Problem details >>
Every line from the one with "windshield shown in the photo above." through the end of the records below should be restated word for word, and nothing outside that span.

A block of data >>
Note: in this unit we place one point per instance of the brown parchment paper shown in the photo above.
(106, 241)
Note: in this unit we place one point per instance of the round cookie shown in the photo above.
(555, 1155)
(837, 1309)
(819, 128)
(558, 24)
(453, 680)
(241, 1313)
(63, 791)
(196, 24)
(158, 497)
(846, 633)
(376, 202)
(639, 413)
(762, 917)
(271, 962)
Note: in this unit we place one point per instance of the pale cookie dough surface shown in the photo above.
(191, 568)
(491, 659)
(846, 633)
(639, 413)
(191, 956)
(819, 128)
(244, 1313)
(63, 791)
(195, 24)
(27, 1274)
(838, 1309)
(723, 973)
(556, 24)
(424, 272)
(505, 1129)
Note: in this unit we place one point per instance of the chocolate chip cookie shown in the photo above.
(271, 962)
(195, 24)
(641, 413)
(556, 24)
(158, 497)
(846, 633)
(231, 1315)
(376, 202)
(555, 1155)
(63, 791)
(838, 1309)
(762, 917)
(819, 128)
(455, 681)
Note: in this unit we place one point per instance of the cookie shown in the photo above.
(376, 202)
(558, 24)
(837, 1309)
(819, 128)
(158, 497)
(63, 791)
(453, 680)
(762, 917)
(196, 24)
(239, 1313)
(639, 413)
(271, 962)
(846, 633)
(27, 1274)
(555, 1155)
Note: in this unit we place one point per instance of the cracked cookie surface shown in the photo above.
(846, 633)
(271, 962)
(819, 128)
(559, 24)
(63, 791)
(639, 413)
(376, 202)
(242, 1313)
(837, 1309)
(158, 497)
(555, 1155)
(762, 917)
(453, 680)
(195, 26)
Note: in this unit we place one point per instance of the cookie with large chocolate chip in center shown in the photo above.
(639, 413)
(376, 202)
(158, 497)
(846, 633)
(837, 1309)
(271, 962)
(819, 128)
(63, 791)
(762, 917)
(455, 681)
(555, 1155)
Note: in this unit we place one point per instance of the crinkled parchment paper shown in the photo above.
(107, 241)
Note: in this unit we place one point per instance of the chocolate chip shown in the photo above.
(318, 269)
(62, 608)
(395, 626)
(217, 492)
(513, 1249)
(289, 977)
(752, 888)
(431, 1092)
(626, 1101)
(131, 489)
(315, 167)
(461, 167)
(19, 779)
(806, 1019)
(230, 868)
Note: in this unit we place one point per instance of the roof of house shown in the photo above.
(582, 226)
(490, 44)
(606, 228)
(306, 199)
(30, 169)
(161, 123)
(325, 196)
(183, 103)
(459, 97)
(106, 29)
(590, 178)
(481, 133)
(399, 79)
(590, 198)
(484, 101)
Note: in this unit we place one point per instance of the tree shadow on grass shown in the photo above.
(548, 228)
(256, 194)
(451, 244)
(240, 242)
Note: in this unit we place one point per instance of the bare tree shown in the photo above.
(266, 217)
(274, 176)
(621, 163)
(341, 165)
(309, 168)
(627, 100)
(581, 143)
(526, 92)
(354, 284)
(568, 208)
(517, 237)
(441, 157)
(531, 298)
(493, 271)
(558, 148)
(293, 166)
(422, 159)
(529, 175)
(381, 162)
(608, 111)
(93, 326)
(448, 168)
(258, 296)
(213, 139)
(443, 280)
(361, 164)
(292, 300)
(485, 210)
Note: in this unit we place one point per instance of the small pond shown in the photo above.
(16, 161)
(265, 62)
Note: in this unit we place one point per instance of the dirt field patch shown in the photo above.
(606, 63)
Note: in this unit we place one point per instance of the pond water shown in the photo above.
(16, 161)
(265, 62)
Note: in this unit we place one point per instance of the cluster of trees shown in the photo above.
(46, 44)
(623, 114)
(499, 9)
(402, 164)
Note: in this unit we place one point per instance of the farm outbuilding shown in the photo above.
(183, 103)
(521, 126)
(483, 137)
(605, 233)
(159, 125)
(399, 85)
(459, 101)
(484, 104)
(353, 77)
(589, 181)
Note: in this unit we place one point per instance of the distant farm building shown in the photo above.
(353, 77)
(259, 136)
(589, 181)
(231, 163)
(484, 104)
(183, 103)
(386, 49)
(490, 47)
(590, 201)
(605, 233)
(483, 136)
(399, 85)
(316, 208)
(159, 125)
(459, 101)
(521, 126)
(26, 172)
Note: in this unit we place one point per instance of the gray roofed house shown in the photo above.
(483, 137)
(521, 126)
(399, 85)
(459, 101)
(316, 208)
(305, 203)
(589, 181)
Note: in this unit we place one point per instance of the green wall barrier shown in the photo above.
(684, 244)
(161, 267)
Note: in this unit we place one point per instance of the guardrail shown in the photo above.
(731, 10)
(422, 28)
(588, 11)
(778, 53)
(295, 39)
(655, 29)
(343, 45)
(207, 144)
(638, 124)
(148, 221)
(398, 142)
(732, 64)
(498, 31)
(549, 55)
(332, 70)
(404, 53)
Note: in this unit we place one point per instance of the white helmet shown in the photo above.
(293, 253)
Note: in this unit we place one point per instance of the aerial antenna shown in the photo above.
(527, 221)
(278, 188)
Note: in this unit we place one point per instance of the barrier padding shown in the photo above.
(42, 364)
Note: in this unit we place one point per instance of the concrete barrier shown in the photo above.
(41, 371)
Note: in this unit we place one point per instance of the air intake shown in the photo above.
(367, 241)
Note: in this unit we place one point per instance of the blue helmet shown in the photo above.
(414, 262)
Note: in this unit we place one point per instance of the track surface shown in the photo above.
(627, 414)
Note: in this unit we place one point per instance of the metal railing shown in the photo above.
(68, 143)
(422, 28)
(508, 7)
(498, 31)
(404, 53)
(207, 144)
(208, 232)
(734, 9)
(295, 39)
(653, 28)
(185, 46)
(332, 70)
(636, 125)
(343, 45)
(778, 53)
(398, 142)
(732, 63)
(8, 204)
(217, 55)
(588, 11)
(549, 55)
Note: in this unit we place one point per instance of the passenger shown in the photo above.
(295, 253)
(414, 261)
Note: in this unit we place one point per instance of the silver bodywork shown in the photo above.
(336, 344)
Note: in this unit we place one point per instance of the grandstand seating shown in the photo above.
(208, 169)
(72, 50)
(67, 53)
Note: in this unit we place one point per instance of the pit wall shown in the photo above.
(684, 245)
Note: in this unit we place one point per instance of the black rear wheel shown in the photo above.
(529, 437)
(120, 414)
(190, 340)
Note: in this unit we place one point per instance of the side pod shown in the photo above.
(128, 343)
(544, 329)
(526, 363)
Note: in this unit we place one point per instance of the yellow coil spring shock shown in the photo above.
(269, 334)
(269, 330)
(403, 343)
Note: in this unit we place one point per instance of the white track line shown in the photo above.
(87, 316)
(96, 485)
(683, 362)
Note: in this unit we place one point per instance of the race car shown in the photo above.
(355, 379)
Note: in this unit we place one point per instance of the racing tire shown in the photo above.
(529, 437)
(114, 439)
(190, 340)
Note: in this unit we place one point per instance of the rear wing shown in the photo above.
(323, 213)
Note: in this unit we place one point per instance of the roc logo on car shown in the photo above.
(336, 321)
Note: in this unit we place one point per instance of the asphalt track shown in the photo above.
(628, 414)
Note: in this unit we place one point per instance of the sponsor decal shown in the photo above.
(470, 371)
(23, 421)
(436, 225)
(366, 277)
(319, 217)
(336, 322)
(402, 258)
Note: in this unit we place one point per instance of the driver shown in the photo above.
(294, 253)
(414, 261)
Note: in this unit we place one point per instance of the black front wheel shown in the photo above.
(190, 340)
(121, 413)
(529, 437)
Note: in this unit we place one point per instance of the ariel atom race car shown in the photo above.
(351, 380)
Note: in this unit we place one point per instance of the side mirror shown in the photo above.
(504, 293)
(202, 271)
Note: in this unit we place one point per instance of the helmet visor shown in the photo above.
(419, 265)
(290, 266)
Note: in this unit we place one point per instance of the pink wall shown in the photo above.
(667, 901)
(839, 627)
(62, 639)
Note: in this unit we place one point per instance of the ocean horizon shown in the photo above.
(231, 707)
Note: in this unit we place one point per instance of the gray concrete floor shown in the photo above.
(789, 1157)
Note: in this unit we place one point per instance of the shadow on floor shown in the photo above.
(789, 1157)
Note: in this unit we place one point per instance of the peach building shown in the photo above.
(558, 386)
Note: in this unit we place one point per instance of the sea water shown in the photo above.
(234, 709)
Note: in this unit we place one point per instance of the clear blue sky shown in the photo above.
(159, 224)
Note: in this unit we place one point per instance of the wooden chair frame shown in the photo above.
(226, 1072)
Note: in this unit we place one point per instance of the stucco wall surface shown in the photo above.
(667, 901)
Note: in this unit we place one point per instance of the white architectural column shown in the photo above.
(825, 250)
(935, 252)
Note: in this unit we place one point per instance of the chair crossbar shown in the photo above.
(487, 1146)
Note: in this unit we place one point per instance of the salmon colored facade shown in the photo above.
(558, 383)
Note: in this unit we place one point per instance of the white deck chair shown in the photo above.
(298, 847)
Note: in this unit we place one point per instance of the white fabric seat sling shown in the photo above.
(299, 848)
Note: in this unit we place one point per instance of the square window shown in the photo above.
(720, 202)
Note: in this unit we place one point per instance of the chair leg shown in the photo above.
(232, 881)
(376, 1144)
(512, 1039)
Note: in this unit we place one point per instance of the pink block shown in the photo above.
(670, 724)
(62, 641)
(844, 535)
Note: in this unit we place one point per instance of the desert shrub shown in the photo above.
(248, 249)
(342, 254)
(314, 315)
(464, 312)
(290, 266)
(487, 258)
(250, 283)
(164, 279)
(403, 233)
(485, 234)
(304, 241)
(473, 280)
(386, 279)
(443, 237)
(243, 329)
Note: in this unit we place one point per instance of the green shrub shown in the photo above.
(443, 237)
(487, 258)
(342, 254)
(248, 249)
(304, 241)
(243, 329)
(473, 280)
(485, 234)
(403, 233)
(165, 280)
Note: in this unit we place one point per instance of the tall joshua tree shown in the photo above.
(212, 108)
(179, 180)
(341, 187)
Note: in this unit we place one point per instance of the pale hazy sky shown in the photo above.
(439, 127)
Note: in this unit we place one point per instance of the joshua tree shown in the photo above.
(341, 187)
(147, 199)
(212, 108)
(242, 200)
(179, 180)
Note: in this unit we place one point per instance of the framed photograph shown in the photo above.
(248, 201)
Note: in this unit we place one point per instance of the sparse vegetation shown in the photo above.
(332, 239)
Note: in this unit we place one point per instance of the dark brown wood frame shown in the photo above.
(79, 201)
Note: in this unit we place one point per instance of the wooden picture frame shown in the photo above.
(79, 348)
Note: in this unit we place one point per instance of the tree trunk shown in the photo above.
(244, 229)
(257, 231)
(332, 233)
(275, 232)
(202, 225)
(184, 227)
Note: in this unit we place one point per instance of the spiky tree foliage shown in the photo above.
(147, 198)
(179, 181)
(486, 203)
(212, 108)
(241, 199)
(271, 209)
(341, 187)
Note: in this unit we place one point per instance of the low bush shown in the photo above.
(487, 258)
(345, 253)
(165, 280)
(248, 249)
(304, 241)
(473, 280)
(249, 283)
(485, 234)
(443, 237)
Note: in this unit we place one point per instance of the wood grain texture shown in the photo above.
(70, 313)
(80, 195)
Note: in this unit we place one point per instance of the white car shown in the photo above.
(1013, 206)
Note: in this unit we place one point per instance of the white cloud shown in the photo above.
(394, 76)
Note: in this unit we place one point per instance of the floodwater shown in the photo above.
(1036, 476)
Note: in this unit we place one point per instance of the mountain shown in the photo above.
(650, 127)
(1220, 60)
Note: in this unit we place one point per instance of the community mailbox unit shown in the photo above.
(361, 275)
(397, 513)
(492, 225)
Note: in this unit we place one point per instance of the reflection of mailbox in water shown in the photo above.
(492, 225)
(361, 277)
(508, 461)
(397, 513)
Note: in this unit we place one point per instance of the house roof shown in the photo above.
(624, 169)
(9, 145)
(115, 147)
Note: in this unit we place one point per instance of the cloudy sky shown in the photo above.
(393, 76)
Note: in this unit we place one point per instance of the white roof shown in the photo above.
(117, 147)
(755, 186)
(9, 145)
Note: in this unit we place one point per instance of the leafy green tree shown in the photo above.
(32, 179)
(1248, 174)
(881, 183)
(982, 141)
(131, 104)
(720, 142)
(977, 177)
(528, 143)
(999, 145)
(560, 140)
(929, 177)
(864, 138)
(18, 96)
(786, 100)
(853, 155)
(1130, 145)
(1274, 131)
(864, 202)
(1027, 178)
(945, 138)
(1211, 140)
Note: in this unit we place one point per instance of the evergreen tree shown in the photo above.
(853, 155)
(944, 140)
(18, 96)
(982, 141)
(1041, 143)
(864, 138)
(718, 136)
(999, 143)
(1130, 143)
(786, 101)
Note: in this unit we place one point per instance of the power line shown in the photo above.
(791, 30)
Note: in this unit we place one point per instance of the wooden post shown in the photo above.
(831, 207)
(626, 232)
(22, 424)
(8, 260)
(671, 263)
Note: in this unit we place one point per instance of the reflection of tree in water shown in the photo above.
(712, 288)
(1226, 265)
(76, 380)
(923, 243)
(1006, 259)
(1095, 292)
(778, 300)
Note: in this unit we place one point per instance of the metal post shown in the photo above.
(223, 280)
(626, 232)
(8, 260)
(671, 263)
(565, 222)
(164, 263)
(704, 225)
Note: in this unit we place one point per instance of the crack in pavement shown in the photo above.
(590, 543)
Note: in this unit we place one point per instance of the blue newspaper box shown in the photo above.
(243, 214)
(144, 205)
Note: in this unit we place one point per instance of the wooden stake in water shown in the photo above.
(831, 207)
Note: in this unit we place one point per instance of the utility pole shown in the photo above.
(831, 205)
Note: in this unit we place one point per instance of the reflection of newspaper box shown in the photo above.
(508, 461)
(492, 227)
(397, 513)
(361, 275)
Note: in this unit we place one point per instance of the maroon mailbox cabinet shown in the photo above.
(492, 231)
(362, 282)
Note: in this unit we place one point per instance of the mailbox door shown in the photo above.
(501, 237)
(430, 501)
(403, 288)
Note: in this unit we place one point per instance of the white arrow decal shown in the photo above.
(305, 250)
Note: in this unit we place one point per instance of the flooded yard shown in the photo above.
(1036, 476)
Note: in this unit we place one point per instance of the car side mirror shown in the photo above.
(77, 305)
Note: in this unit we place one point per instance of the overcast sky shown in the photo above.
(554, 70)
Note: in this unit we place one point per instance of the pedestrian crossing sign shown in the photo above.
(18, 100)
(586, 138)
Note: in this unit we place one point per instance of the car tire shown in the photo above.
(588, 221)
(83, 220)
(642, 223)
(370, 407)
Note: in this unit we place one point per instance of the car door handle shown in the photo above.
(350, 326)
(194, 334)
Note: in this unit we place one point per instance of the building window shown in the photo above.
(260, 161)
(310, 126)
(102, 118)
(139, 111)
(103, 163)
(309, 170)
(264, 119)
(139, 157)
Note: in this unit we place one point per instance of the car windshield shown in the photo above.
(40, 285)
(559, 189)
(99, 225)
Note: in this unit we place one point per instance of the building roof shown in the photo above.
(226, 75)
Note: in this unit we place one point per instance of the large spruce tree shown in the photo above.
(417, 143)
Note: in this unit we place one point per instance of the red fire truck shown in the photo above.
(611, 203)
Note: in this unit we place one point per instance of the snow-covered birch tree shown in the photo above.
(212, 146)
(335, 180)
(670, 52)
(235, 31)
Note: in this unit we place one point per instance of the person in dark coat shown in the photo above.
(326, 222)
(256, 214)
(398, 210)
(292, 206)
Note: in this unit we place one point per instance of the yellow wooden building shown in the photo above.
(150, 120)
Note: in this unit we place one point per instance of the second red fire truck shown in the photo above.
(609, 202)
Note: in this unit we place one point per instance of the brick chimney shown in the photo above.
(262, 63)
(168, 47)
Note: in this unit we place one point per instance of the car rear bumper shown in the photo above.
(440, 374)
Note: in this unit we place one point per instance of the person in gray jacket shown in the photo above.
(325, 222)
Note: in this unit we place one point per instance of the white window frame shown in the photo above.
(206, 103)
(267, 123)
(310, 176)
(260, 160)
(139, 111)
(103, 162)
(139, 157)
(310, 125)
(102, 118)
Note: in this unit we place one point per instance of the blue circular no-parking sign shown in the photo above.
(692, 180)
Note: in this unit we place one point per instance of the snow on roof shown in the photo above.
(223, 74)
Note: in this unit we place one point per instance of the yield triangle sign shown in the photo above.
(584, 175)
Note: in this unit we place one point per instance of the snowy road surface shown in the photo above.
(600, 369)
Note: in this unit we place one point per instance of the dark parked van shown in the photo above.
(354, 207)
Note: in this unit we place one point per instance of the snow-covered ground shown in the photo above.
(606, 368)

Reply to the task >>
Note: in this unit we place one point per instance of the car windshield shown in the photo above.
(40, 285)
(559, 189)
(99, 225)
Note: in this unit we place one point per instance of the building roof shown in the photo above.
(226, 75)
Note: in this unit we place one point per instance of the large spruce tree shown in the photo above.
(417, 143)
Note: in this unit we place one point per instance of the red fire truck shown in the photo above.
(611, 203)
Note: in this unit we place one point per instance of the snow-covered birch tree shown in the photo above.
(212, 146)
(335, 180)
(670, 52)
(235, 31)
Note: in this unit we place one point per instance of the person in dark coat shown in the photo above.
(326, 222)
(256, 214)
(398, 210)
(292, 206)
Note: in this unit we place one point per instance of the yellow wooden building shown in the photo above.
(150, 120)
Note: in this unit we place one point per instance of the second red fire truck shown in the photo above.
(609, 202)
Note: in this unit we place one point per instance of the brick chimney shown in the photo above.
(262, 63)
(168, 47)
Note: in this unit we place one point per instance of the car rear bumper shown in the photo above.
(440, 374)
Note: in this unit we place one point per instance of the person in gray jacket shown in the photo above.
(325, 222)
Note: in this unit we place one point per instance of the white window frame shown in the photo above.
(206, 103)
(267, 123)
(310, 176)
(260, 160)
(139, 111)
(103, 162)
(139, 157)
(310, 125)
(102, 118)
Note: in this unit we place one point per instance of the blue circular no-parking sign shown in the photo above.
(692, 180)
Note: in this unit we place one point per instance of the snow on roof shown in the photo above.
(223, 74)
Note: in this unit we place one point per instance of the yield triangle sign shown in the photo above.
(584, 175)
Note: in this unit we place one point per instance of the snowy road surface shown in the photo above.
(600, 369)
Note: in this unit we place one point per instance of the dark parked van shown in the photo above.
(354, 207)
Note: in this unit we place one point per instance of the snow-covered ground shown in the photo above.
(606, 368)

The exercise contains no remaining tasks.